● **WHAT THE EXERCISE ASKS**
Every line of the listing is to be printed again exactly.

EXTRACTED INFORMATION section start

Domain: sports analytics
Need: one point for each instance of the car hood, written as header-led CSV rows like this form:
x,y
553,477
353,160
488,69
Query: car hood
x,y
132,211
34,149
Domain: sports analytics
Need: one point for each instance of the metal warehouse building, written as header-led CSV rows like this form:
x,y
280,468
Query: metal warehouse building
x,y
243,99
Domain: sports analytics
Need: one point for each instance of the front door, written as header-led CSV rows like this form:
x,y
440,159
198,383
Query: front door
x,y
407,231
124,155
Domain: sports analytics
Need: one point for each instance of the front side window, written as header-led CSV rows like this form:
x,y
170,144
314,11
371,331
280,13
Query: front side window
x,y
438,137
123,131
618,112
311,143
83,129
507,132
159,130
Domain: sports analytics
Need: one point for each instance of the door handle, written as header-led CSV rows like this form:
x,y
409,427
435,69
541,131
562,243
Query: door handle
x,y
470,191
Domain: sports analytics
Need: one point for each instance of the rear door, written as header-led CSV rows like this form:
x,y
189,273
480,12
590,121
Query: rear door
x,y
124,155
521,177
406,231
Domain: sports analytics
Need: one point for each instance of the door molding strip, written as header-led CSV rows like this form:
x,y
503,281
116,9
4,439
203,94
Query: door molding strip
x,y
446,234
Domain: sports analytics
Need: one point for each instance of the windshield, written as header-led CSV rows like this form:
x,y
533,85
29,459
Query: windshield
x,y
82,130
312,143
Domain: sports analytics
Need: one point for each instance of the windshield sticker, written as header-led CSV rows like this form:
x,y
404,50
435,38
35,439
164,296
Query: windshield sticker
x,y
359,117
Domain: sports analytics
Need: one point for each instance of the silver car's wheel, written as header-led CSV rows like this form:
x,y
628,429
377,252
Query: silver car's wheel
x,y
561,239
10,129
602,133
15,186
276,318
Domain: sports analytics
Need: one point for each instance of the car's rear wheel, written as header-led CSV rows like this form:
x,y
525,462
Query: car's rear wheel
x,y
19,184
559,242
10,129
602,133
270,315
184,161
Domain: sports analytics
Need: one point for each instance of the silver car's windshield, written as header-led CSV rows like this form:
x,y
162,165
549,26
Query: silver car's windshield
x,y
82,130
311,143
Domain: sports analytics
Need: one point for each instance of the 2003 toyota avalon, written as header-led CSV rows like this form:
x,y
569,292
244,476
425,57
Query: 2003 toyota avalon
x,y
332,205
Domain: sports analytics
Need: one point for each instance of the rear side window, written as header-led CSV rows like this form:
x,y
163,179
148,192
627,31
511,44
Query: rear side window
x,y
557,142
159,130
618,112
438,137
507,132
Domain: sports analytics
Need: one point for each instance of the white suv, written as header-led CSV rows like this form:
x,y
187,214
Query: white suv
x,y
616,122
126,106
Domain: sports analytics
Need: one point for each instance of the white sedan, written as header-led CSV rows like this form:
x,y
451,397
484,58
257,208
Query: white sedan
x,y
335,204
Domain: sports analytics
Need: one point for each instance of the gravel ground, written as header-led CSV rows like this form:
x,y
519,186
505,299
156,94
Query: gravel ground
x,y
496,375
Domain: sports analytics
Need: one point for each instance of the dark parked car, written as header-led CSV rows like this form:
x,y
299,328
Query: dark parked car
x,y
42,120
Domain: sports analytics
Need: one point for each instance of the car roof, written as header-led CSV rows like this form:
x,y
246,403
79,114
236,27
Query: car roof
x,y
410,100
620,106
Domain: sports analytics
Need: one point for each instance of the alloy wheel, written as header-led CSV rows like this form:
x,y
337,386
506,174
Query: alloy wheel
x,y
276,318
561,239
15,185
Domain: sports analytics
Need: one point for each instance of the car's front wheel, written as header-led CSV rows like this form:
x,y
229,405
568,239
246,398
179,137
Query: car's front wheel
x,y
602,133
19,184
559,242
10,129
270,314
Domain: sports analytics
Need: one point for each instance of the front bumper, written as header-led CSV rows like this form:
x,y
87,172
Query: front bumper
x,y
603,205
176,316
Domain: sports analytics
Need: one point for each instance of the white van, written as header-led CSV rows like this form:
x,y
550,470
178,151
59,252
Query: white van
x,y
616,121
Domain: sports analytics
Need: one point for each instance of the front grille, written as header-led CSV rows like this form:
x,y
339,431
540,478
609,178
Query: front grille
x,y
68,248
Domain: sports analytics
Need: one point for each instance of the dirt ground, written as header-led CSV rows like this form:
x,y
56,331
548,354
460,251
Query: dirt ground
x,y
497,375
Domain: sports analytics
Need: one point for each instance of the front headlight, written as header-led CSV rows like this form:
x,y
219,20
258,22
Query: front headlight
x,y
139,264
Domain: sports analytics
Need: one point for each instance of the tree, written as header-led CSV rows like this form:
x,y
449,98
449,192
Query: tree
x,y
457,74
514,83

EXTRACTED INFORMATION section end

● **RESPONSE TO THIS EXERCISE**
Domain: sports analytics
Need: one point for each instance of the car hood, written as header-led CSV rows like this form:
x,y
553,477
353,160
488,69
Query: car hood
x,y
132,211
34,149
Domain: sports analytics
Need: one point for each instance of the metal warehouse building, written as header-led CSV rows like this form:
x,y
280,468
Query: metal warehouse building
x,y
243,99
Domain: sports analytics
Need: one point for each instance of the front door, written as header-led CSV rows like this form:
x,y
440,159
198,383
Query: front door
x,y
407,231
124,155
Domain: sports analytics
Need: one point for each instance of the front side window, written as header-led CSV rows like this form:
x,y
170,144
314,11
371,331
280,13
Query: front side window
x,y
438,137
123,131
618,112
311,143
83,129
507,132
159,130
Domain: sports analytics
Need: one point for each instance of the door handle, written as header-led CSV rows like this form:
x,y
409,427
435,69
541,131
562,243
Query: door handle
x,y
470,191
Domain: sports analytics
Need: one point for each instance of the rear door, written as header-led CSV rows like this form:
x,y
189,273
480,12
590,121
Query: rear door
x,y
124,155
521,177
406,231
Domain: sports analytics
Need: one point for each instance of the door molding strip, written as header-led CSV rows like this form:
x,y
503,281
116,9
4,439
203,94
Query: door molding strip
x,y
446,234
Domain: sports analytics
Need: one point for each instance of the windshield, written as header-led CSV rows like this form:
x,y
533,85
29,459
Query: windshield
x,y
82,130
312,143
Domain: sports analytics
Need: one point for each instance of the windshield sticker, written as header-led CSV rows like this form:
x,y
404,50
435,38
35,439
164,296
Query: windshield sticker
x,y
359,117
Domain: sports analytics
Need: one point for each instance of the silver car's wheel, written as header-led CSV rows like this form:
x,y
628,429
377,252
Query: silver car's wheel
x,y
561,239
10,129
602,133
15,186
276,318
Domain: sports analytics
Need: one point for each instance of the car's rear wheel, written as header-led CSV rows like this form:
x,y
525,462
Query: car's rear wheel
x,y
19,184
559,242
10,129
602,133
270,315
184,161
Domain: sports analytics
Need: one point for each instance of the silver car's windshield, written as header-led CSV rows like this form:
x,y
162,165
549,26
Query: silver car's windshield
x,y
82,130
311,143
Domain: sports analytics
Need: one point for each instance of the 2003 toyota avalon, written as header-led CSV rows like this form:
x,y
569,292
244,476
425,57
Query: 2003 toyota avalon
x,y
332,205
Domain: sports analytics
Need: one point for each instance of the rear side window, written as header-led CSV rows like this form:
x,y
163,179
148,192
627,31
511,44
Query: rear side window
x,y
557,142
159,130
618,112
438,137
507,132
Domain: sports analytics
Need: one point for each instance of the white suv, written as header-led CSV rows like this form:
x,y
187,214
Query: white suv
x,y
616,122
126,106
Domain: sports analytics
Need: one point for each instance of the white sedan, written as header-led CSV rows like this form:
x,y
451,397
484,58
257,208
Query: white sedan
x,y
335,204
Domain: sports analytics
Need: one point for each instance of the gravel ground, written as header-led CSV rows like this form:
x,y
519,186
505,299
156,94
Query: gravel ground
x,y
496,375
Domain: sports analytics
Need: one point for each instance of the dark parked car, written as header-led CSV rows like this form:
x,y
299,328
Query: dark parked car
x,y
42,120
Domain: sports analytics
Need: one point for each instance of the car roof, written as header-led CSV rows like this form:
x,y
246,403
79,114
236,27
Query: car roof
x,y
410,100
620,106
Domain: sports analytics
Need: one point for each instance of the alloy wheel, written as header-led CSV rows like this form:
x,y
337,386
506,174
Query: alloy wheel
x,y
276,318
561,239
15,185
Domain: sports analytics
Need: one point for each instance of the car's front wheel, written as header-led CSV rows like this form:
x,y
229,405
568,239
246,398
179,137
Query: car's front wheel
x,y
602,133
19,184
559,242
10,129
270,314
Domain: sports analytics
Need: one point for each instance of the front bumper, written as header-led CSV rows like this form:
x,y
87,172
Query: front bumper
x,y
603,205
176,316
Domain: sports analytics
Need: one point for each instance of the white van, written as header-led CSV rows like this form:
x,y
550,470
178,151
59,252
Query: white van
x,y
616,121
Domain: sports analytics
Need: one point for each instance of the front grille, written as header-led CSV rows like this form:
x,y
339,431
540,478
609,178
Query: front grille
x,y
68,248
Domain: sports analytics
Need: one point for each instance of the dirt ground, written as header-led CSV rows like this form:
x,y
56,331
548,354
460,251
Query: dirt ground
x,y
497,375
Domain: sports analytics
Need: one point for each instance of the front headlight, written as header-led CSV rows like this form:
x,y
219,20
258,22
Query: front headlight
x,y
139,264
Domain: sports analytics
Need: one point for each instance of the tree, written as header-led CSV rows like this form:
x,y
449,98
449,192
Query: tree
x,y
457,74
514,83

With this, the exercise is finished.